Les voix alternatives, a t-il ajouté, qui ont été publiées par La Jornada et d’autres médias non seulement atteignent des publics nationaux, mais aussi internationaux, à un niveau si étendu que les médias institutionnels ne peuvent plus aujourd’hui rejeter ces interlocuteurs.
Au cours de cet entretien à l’occasion du 20e anniversaire de la Jornada, Chomsky, reconnu comme une des principales figures intellectuelles du XXe siècle, a estimé que l’usage de l’Internet, outre le fait de faciliter et d’accélérer la communication dans les mouvements sociaux et entre eux, permet de lancer un défi au contrôle des médias établis. Ce sont là deux des nouveaux facteurs les plus importants qui ont surgi au cours des 20 dernières années.
Néanmoins, il a insisté sur le fait qu’il croit encore que la majorité des médias continue à remplir la fonction de promotion et de légitimation des intérêts des dirigeants politiques et économiques. Il s’agit là d’un thème que Chomsky a largement développé dans ses livres et essais, ce qui, en partie, a entraîné la censure quasi-générale de sa voix dans les principaux médias sur papier et électroniques de ce pays durant des décennies.

• **Tâche 1**
D'après l'article consacré à l'entretien avec Chomsky, à quelle occasion cet entretien a-t-il été réalisé ?
• **Tâche 2**
Recopiez fidèlement le passage de l'article sur l'entretien avec Chomsky, de « Les voix alternatives, a » à « 20 dernières années. ».

Enregistrements d'annotation par points
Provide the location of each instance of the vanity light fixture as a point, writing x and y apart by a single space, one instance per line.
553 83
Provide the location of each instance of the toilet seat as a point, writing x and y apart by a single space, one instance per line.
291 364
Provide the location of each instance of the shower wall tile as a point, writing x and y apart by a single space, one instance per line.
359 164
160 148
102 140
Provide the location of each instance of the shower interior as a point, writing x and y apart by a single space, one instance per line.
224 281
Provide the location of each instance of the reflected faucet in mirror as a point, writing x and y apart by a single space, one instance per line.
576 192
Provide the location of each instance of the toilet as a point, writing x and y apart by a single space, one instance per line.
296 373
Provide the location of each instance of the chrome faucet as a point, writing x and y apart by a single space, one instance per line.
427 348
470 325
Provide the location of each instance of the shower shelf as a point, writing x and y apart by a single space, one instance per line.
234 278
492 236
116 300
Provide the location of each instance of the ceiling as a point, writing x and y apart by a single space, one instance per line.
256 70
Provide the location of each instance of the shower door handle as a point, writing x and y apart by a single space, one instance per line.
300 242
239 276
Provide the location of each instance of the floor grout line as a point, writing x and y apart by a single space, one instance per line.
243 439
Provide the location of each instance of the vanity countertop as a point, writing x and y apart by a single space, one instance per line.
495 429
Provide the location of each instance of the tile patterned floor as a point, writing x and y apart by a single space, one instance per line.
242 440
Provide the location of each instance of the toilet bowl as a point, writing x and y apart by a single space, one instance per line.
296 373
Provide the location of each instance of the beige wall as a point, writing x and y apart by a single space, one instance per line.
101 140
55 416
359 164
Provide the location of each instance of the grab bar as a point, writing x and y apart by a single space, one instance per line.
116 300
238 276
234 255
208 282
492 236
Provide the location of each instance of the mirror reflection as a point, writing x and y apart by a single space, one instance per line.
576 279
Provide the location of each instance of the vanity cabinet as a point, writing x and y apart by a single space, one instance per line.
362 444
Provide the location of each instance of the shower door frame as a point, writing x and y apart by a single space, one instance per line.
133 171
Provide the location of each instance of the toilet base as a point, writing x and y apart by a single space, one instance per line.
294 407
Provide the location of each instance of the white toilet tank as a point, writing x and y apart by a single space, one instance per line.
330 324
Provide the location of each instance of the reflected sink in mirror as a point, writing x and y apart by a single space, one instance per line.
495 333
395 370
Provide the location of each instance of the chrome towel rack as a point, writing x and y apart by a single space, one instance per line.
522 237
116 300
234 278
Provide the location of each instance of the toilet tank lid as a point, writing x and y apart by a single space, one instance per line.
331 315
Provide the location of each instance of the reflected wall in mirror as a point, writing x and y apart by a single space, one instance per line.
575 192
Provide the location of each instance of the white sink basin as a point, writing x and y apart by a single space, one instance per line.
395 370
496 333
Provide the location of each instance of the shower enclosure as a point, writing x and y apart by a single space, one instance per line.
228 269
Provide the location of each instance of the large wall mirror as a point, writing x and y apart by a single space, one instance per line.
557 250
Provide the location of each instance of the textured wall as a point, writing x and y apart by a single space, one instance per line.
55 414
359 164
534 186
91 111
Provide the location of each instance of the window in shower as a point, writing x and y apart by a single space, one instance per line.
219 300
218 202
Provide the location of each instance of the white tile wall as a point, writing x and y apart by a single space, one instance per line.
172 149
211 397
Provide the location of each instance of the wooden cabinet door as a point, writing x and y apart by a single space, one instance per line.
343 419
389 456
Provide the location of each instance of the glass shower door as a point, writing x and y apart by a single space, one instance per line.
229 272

• **Bonne réponse 1**
À l'occasion du 20e anniversaire de la Jornada.

• **Bonne réponse 2**
Les voix alternatives, a t-il ajouté, qui ont été publiées par La Jornada et d’autres médias non seulement atteignent des publics nationaux, mais aussi internationaux, à un niveau si étendu que les médias institutionnels ne peuvent plus aujourd’hui rejeter ces interlocuteurs.
Au cours de cet entretien à l’occasion du 20e anniversaire de la Jornada, Chomsky, reconnu comme une des principales figures intellectuelles du XXe siècle, a estimé que l’usage de l’Internet, outre le fait de faciliter et d’accélérer la communication dans les mouvements sociaux et entre eux, permet de lancer un défi au contrôle des médias établis. Ce sont là deux des nouveaux facteurs les plus importants qui ont surgi au cours des 20 dernières années.